- Exercise
The answer should contain each record below, repeated exactly.

[Start of Attachment]

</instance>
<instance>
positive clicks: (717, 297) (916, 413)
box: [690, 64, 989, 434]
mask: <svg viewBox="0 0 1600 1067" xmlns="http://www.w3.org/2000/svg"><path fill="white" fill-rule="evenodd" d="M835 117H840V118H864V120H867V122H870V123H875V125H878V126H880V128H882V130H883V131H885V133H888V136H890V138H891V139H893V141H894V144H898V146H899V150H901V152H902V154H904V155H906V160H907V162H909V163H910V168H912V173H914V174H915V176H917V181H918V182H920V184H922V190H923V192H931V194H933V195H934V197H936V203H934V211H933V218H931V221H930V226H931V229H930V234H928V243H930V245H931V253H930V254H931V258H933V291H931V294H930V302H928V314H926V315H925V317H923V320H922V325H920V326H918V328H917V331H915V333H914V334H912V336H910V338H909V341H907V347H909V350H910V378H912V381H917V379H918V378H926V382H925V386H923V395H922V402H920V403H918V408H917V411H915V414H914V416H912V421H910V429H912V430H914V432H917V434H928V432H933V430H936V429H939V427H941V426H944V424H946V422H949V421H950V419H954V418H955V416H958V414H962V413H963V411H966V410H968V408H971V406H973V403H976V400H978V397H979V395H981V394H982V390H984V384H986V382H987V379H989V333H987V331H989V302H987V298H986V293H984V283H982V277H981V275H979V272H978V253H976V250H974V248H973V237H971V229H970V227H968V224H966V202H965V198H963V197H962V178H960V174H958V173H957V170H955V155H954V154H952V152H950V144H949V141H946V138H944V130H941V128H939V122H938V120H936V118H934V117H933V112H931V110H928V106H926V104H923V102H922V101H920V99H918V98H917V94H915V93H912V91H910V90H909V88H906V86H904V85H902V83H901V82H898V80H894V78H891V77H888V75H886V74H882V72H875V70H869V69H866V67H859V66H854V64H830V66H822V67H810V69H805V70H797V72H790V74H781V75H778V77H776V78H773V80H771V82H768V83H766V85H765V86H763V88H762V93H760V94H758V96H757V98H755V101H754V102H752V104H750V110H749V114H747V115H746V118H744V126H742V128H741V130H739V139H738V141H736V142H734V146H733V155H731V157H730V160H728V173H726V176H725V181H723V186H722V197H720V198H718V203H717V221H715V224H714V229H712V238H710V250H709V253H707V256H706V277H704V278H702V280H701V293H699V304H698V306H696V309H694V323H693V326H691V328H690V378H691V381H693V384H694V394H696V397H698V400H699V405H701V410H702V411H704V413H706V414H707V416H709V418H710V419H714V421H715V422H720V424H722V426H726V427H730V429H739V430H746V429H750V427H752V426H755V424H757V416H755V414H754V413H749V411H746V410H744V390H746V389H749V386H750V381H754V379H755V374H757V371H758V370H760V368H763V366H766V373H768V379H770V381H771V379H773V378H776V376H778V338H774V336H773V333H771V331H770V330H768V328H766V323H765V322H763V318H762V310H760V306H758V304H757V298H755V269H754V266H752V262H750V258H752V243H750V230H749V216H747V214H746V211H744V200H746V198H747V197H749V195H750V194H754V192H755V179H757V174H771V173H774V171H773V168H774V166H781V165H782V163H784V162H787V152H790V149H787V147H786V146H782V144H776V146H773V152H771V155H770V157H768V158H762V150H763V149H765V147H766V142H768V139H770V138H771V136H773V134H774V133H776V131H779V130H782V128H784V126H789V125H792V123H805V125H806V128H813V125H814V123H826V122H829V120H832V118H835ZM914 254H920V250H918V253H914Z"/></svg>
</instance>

[End of Attachment]

- Response
</instance>
<instance>
positive clicks: (717, 297) (916, 413)
box: [690, 64, 989, 434]
mask: <svg viewBox="0 0 1600 1067" xmlns="http://www.w3.org/2000/svg"><path fill="white" fill-rule="evenodd" d="M835 117H840V118H864V120H867V122H870V123H875V125H878V126H880V128H882V130H883V131H885V133H888V136H890V138H891V139H893V141H894V144H898V146H899V150H901V152H902V154H904V155H906V160H907V162H909V163H910V168H912V173H914V174H915V176H917V181H918V182H920V184H922V190H923V192H931V194H933V195H934V197H936V203H934V211H933V218H931V221H930V226H931V229H930V234H928V243H930V245H931V253H930V254H931V258H933V291H931V294H930V302H928V314H926V315H925V317H923V320H922V325H920V326H918V328H917V331H915V333H914V334H912V336H910V338H909V341H907V347H909V350H910V378H912V381H917V379H918V378H926V382H925V386H923V395H922V402H920V403H918V408H917V411H915V414H914V416H912V421H910V429H912V430H914V432H917V434H928V432H933V430H936V429H939V427H941V426H944V424H946V422H949V421H950V419H954V418H955V416H958V414H962V413H963V411H966V410H968V408H971V406H973V403H976V400H978V397H979V395H981V394H982V390H984V384H986V382H987V379H989V333H987V331H989V302H987V298H986V293H984V283H982V277H981V275H979V272H978V253H976V250H974V248H973V237H971V229H970V227H968V224H966V202H965V198H963V197H962V178H960V174H958V173H957V170H955V155H954V154H952V152H950V144H949V141H946V138H944V130H941V128H939V122H938V120H936V118H934V117H933V112H931V110H928V106H926V104H923V102H922V101H920V99H918V98H917V94H915V93H912V91H910V90H909V88H906V86H904V85H902V83H901V82H898V80H894V78H891V77H888V75H886V74H882V72H875V70H869V69H866V67H859V66H854V64H830V66H822V67H810V69H805V70H797V72H790V74H781V75H778V77H776V78H773V80H771V82H768V83H766V85H765V86H763V88H762V93H760V94H758V96H757V98H755V101H754V102H752V104H750V110H749V114H747V115H746V118H744V126H742V128H741V130H739V139H738V141H736V142H734V146H733V155H731V157H730V160H728V173H726V176H725V181H723V186H722V197H720V198H718V203H717V221H715V224H714V229H712V238H710V250H709V253H707V256H706V277H704V278H702V280H701V293H699V304H698V306H696V309H694V323H693V326H691V328H690V378H691V381H693V384H694V394H696V397H698V400H699V405H701V410H702V411H704V413H706V414H707V416H709V418H710V419H714V421H715V422H720V424H722V426H726V427H730V429H739V430H746V429H750V427H752V426H755V424H757V416H755V414H754V413H749V411H746V410H744V390H746V389H749V386H750V381H754V379H755V374H757V371H758V370H760V368H763V366H766V373H768V379H770V381H771V379H773V378H776V376H778V338H774V336H773V333H771V331H770V330H768V328H766V323H765V322H763V318H762V310H760V306H758V304H757V298H755V269H754V266H752V262H750V258H752V243H750V230H749V216H747V214H746V211H744V200H746V198H747V197H749V195H750V194H754V192H755V179H757V174H771V173H774V171H773V168H774V166H781V165H782V163H784V162H787V152H790V149H787V147H786V146H782V144H776V146H773V152H771V155H770V157H768V158H762V150H763V149H765V147H766V142H768V139H770V138H771V136H773V134H774V133H776V131H779V130H782V128H784V126H789V125H792V123H805V125H806V128H813V125H814V123H826V122H829V120H832V118H835ZM914 254H920V250H918V253H914Z"/></svg>
</instance>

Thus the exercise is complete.